(Beginning of SOURCE TEXT)

It was about 2 a.m. in the morning when they arrived in Da Nang with nothing but their sea bags, and they put them in a hanger with cots at about 3 a.m.

Shortly after, they began to hear the sounds of mortar rounds, and Crone and his fellow troops didn’t have any rifles and lacked knowledge of where anything was or what to do.

“Anytime you can hear a mortar or rocket landing, it’s too close,” said Crone.

He was then assigned to go 50 miles south of Da Nang to Chu Lai to work with a Ham Squadron building engines and transmissions for helicopters.

After being there for a few months, he was assigned to HMM362, or the Ugly Angels, and was sent to Phu Bai, which was 50 miles north of Da Nang.

He spent two tours, extending one tour to 20 months, in Vietnam, and he’ll never forget those days flying thousands of feet into the air.

Crone explained they always flew two helicopters at a time, just in case one needed the other, and they had four pilots and four crewmen. They’d travel to Khe Sanh for weeks at a time and live in a tent and rationing food while doing resupply to local outposts.

During one outing, they went to come in to land, and the fog had settled on the base making it impossible to land, said Crone.

The pilot said, “Let’s see how high these things can go,” he added.

They went 10,000 feet, and used a trick using the collector stick on the helicopter to fall. When they were about 10 feet from the ground, he said the pilot pulled hard on the collector stick making the rotors “bite the air” and eased them down.

“Everything goes quiet and your stomach moves a bit, but that was just the coolest thing,” said Crone.

“Never heard of anyone else doing that.”

Another first came when three squadrons loaded up in a LPH, or landing platform helicopter, which is a warfare ship used as a launch and recovery platform for helicopters and other aircraft.

They would have roughly 4,000 ground troops in the bottom of the ship, and Crone said they’d cruise back and forth up and down the coast flying them to shore when needed.

This particular day Crone happened to be on the flight deck when a rocket exploded in the water about a quarter mile behind the LPH.

(End of SOURCE TEXT)
(Beginning of RECORDED DATA)

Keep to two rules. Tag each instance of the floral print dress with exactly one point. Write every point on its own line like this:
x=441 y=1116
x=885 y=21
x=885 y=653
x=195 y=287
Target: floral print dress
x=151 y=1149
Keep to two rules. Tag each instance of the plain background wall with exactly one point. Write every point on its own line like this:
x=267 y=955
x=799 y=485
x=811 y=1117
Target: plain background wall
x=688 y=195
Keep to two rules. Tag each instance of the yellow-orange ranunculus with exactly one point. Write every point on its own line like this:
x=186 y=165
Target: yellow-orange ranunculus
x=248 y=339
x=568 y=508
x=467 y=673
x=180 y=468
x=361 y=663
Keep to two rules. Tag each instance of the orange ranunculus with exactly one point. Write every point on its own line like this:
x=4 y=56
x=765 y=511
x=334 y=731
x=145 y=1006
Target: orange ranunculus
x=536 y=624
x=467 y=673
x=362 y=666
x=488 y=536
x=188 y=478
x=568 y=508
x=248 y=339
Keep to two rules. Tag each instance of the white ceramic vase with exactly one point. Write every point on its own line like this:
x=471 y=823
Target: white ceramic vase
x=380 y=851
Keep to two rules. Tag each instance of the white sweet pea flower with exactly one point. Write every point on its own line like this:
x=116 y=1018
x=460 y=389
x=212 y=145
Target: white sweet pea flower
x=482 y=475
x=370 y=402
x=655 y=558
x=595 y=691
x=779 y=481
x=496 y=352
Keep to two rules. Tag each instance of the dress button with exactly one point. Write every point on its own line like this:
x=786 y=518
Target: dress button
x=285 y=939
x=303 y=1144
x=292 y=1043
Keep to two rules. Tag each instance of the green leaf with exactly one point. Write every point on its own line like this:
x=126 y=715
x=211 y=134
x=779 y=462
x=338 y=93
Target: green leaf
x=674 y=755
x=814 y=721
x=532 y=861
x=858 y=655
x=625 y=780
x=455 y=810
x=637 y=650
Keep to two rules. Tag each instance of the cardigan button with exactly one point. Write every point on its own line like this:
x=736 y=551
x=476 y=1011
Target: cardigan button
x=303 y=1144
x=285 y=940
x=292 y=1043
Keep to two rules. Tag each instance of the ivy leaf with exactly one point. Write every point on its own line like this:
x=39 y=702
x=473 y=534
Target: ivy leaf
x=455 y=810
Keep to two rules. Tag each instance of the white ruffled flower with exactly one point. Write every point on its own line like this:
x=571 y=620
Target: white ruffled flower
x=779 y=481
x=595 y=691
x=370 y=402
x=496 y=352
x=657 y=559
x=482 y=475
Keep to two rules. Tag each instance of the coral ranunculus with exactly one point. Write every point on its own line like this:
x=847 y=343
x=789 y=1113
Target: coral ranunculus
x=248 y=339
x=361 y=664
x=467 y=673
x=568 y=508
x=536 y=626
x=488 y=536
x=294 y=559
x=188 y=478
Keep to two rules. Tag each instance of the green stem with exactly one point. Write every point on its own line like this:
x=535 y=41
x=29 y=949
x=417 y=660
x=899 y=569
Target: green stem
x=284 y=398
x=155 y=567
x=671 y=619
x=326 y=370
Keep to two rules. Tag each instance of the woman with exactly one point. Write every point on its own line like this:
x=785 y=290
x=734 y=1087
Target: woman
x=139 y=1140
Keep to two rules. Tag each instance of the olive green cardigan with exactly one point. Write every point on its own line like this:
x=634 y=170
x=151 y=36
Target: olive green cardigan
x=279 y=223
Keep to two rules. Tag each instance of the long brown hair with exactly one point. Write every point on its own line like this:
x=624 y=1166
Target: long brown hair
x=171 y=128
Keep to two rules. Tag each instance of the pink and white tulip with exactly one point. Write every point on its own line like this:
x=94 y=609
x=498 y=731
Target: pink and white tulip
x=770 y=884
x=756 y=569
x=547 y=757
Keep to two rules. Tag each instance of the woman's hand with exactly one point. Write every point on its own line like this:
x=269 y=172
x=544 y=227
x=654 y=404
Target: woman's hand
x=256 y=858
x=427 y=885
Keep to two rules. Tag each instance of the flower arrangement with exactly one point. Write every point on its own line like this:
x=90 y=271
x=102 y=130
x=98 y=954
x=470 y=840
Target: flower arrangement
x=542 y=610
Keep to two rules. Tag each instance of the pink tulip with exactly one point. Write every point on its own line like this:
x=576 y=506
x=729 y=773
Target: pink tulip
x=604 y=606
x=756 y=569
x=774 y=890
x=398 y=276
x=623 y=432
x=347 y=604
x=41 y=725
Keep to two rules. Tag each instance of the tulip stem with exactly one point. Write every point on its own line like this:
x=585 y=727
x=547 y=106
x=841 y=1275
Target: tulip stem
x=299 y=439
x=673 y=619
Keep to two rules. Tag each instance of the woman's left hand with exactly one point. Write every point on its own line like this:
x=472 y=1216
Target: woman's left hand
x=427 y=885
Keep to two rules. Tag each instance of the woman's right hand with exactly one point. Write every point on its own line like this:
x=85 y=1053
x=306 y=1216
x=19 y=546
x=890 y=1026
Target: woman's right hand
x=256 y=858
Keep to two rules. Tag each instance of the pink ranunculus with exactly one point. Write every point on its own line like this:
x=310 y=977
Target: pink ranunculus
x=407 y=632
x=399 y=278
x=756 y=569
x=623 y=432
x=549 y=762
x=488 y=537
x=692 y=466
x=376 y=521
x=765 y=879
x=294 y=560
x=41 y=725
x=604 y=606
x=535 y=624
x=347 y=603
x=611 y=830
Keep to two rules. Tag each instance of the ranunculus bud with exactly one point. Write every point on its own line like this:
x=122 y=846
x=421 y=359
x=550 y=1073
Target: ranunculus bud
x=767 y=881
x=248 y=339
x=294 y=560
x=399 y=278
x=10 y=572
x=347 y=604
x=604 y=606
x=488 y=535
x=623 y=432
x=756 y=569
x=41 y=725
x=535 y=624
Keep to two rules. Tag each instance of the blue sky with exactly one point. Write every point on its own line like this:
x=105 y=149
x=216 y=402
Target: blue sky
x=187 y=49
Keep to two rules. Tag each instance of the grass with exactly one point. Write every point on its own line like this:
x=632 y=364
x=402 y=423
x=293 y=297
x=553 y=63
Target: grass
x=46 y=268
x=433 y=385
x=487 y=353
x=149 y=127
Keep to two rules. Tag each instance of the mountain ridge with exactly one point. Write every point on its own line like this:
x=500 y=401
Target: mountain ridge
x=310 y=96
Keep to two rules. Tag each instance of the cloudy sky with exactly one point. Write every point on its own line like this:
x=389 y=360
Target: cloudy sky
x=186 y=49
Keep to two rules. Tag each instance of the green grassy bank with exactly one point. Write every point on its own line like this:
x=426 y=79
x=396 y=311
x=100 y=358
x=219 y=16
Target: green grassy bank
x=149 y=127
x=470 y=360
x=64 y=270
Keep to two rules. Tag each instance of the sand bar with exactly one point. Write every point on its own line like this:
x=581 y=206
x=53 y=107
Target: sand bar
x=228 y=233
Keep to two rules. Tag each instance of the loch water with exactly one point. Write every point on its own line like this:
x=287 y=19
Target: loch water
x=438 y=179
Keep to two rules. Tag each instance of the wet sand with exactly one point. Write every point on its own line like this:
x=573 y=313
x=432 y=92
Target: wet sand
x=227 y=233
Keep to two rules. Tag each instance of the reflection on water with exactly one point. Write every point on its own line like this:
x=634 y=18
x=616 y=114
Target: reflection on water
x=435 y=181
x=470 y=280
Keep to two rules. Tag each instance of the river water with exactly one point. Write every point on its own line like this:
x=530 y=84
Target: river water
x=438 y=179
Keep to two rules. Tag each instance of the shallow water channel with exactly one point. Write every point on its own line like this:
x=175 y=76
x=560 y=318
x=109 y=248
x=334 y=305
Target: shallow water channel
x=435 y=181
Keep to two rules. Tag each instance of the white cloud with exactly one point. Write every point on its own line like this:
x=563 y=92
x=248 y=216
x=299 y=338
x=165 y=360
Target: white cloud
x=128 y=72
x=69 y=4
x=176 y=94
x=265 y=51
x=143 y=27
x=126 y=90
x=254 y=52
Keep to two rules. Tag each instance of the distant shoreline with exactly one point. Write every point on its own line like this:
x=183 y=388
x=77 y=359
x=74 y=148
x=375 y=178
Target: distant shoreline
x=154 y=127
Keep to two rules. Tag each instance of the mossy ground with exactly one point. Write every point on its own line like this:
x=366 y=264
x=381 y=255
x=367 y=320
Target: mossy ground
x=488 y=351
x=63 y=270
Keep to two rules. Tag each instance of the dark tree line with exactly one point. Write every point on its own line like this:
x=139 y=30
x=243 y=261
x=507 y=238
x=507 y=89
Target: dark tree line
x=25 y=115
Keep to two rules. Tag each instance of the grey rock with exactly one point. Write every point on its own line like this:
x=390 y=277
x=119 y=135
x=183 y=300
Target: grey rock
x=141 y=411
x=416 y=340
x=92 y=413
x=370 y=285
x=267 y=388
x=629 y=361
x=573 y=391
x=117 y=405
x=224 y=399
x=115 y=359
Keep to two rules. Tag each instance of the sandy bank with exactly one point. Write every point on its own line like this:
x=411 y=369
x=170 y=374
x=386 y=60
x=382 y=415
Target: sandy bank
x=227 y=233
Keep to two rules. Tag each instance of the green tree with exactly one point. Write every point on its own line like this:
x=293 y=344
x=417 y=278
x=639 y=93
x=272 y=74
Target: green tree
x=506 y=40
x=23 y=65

(End of RECORDED DATA)

WORK REQUEST 1: List every place name that appears in the text about Crone's service in Vietnam.
WORK REQUEST 2: According to the text about Crone's service in Vietnam, what altitude did the helicopter reach before the pilot's trick with the collector stick?

REPLY 1: Da Nang, Chu Lai, Phu Bai, Vietnam, Khe Sanh

REPLY 2: 10,000 feet